→ TASK TO COMPLETE
Copy the lines below verbatim, but only from the line containing "Could you mark the region of every instance of the erea" through the end of the data.
^^^^^^^^^^^^^^^^
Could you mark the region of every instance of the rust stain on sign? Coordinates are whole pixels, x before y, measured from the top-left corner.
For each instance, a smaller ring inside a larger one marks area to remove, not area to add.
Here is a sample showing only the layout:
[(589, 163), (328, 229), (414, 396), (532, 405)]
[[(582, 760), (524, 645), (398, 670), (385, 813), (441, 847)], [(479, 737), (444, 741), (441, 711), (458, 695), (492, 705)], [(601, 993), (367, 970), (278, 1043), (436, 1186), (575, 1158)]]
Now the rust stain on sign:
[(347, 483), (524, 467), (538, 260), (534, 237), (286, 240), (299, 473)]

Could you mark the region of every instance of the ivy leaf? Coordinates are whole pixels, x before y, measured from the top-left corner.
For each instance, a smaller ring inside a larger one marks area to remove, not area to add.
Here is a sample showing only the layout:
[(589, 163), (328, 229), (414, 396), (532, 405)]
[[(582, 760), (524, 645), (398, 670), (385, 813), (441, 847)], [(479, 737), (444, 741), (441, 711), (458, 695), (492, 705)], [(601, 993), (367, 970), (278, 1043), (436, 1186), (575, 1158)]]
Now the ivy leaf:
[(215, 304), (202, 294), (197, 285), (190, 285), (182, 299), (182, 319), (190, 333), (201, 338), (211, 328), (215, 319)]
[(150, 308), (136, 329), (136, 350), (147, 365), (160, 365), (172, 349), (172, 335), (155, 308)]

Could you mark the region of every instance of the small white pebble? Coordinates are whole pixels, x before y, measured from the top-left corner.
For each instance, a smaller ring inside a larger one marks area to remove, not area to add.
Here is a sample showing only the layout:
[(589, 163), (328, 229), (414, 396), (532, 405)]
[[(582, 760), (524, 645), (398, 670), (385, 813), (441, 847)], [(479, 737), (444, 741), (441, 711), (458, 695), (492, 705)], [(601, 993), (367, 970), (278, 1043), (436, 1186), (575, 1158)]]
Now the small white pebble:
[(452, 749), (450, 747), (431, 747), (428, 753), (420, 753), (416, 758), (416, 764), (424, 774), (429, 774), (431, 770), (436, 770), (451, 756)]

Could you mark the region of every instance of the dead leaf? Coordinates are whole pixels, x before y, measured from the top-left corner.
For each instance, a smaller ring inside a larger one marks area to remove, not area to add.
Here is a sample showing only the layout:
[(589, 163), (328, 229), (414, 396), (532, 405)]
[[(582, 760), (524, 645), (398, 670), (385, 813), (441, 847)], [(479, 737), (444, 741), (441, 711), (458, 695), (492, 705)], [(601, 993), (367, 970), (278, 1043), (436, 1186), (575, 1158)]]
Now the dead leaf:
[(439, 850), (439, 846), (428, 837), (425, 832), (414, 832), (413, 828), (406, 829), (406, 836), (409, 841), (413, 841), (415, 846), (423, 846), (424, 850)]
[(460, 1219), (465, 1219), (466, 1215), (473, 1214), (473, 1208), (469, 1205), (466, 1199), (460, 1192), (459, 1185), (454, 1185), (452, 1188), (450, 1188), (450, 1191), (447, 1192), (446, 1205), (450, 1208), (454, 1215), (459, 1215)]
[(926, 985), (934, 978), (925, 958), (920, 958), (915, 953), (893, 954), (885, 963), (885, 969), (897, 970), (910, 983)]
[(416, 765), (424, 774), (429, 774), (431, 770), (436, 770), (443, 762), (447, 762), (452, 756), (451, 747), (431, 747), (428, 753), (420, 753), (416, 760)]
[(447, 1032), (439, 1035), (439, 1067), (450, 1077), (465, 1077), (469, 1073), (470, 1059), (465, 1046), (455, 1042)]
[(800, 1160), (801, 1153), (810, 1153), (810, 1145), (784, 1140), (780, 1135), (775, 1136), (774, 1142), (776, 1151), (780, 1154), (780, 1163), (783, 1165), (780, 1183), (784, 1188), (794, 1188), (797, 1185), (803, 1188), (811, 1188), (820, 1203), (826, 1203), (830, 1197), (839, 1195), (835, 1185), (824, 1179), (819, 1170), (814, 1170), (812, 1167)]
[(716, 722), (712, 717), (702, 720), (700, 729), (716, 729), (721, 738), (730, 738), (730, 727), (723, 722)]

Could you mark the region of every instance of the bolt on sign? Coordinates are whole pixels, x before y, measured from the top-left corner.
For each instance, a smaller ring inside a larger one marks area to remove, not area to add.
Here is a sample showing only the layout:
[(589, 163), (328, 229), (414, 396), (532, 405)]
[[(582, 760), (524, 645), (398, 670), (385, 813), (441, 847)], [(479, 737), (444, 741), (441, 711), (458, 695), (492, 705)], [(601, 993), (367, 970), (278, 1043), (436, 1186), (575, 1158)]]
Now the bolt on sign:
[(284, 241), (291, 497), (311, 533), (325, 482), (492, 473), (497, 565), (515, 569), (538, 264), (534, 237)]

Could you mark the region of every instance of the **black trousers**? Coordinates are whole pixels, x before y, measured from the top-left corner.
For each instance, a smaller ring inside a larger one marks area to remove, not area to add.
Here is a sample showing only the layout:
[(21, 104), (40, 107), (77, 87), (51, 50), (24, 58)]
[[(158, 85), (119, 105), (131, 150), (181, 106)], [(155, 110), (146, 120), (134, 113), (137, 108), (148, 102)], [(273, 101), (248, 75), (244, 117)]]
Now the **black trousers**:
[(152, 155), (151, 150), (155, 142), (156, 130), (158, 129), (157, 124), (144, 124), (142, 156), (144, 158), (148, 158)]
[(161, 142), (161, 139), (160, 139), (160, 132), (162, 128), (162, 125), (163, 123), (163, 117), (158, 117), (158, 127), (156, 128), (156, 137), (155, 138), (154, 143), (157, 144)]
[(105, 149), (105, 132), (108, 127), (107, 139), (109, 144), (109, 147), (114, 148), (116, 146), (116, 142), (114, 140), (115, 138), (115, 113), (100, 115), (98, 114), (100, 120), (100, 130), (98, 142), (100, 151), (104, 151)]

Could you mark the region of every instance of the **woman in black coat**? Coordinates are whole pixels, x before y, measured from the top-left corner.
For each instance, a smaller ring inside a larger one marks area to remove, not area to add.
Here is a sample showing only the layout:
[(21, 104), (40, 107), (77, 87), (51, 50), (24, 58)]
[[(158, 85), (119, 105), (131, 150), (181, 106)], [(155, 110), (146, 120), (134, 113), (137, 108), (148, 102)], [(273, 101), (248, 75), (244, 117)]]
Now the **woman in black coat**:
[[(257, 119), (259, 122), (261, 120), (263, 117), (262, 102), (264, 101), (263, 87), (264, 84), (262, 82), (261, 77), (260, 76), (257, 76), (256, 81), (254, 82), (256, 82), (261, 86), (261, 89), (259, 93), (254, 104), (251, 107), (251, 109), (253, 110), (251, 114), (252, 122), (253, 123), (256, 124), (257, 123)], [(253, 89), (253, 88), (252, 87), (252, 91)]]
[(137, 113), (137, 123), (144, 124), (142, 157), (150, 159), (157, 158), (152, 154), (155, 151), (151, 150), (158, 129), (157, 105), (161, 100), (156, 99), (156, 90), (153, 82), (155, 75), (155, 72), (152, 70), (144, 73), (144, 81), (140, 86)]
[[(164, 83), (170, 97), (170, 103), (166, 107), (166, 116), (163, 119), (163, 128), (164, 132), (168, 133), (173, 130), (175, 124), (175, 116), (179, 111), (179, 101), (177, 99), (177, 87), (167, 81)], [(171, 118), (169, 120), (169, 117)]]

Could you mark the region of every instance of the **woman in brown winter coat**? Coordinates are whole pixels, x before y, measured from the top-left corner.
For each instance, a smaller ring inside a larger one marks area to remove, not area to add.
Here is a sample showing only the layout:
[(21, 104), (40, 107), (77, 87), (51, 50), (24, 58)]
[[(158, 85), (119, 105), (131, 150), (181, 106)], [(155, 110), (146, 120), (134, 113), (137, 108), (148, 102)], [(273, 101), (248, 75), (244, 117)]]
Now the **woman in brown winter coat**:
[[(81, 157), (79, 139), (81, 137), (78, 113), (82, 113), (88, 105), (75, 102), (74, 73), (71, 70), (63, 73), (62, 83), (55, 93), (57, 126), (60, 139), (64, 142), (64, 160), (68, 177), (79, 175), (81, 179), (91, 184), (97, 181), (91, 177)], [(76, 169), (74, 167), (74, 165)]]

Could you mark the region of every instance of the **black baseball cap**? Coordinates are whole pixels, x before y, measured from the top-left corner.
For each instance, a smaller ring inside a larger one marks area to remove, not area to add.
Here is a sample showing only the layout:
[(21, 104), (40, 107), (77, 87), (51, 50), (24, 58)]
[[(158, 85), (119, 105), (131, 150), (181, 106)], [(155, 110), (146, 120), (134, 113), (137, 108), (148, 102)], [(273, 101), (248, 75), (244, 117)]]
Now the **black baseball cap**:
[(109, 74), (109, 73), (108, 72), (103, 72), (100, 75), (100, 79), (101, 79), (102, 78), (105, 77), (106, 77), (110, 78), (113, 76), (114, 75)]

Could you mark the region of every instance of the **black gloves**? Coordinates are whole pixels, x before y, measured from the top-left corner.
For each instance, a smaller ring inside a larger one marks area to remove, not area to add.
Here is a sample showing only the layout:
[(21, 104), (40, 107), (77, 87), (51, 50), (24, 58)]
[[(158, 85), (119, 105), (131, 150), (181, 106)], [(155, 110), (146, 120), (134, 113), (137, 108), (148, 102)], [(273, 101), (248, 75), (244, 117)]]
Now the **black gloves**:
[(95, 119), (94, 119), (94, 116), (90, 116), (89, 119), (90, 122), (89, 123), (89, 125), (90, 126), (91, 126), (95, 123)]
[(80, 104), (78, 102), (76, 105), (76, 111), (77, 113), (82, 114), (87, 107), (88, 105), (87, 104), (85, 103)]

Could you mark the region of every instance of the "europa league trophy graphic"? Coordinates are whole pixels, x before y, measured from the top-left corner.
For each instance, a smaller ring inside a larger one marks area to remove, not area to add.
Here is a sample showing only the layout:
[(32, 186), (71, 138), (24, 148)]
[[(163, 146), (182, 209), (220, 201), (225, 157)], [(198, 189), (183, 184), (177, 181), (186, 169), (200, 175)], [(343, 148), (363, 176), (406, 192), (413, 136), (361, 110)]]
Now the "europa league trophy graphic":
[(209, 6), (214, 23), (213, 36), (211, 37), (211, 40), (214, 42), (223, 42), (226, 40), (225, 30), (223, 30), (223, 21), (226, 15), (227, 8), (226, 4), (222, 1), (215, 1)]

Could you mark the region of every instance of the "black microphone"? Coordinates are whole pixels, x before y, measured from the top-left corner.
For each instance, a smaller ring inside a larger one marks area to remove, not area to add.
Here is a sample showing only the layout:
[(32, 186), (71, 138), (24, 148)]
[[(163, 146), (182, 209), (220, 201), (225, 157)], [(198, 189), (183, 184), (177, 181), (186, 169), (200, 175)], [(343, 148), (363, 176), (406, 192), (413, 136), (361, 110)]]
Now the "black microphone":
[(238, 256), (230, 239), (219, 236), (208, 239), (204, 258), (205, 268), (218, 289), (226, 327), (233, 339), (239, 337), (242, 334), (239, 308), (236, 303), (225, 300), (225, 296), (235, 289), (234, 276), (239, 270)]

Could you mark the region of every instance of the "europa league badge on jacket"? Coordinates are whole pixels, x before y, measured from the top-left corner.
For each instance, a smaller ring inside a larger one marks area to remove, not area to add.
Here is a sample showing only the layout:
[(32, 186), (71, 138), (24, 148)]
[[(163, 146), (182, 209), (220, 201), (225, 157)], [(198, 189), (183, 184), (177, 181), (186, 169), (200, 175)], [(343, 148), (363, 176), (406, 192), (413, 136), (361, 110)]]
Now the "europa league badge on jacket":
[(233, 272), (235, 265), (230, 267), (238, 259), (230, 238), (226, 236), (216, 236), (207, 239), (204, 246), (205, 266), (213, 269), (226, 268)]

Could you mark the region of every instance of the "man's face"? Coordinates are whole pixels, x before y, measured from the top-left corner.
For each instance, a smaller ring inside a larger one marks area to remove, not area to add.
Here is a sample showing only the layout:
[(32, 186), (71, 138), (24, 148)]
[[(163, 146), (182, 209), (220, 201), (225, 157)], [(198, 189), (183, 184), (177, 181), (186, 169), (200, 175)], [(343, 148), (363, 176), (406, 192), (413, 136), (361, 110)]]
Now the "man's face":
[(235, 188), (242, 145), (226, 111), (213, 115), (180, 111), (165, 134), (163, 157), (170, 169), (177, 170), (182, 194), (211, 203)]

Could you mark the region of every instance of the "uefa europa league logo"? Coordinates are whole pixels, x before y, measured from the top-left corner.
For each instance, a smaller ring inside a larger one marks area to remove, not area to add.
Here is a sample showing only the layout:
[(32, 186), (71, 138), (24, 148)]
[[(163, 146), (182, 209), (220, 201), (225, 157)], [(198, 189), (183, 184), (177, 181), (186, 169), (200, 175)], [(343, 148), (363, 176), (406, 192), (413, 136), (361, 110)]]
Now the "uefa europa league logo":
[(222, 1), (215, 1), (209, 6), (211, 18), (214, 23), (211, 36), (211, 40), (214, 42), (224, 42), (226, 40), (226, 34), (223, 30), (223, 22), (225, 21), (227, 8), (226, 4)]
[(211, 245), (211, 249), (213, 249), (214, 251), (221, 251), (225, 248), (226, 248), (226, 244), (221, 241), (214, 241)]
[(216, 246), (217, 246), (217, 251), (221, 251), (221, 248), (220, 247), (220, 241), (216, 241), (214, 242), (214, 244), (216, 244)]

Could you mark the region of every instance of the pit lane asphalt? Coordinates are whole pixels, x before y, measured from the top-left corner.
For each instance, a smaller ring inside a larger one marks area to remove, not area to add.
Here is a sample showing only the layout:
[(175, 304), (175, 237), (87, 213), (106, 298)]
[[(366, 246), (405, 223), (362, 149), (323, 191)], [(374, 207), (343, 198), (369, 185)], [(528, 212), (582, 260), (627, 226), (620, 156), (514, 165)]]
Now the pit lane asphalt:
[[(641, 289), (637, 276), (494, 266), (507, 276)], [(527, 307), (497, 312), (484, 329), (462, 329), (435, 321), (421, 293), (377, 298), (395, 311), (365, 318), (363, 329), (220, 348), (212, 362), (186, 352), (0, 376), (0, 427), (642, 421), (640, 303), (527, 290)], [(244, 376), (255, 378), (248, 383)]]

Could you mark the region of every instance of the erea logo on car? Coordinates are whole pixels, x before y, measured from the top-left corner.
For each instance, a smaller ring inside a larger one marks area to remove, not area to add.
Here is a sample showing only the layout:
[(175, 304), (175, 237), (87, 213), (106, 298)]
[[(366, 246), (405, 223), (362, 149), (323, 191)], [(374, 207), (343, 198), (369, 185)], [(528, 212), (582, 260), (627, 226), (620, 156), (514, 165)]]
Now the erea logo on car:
^^^^^^^^^^^^^^^^
→ THE REPLY
Could you mark the region of every instance of the erea logo on car? Coordinates are whole pixels, x before y, measured from the top-left corner.
For each instance, a smaller ring inside a larger one marks area to remove, not area to add.
Here is a sample showing only the layout:
[(175, 304), (175, 237), (87, 213), (106, 298)]
[[(366, 246), (405, 223), (362, 149), (323, 191)], [(374, 207), (343, 198), (369, 185)], [(528, 212), (582, 260), (627, 226), (620, 156), (514, 165)]]
Now the erea logo on car:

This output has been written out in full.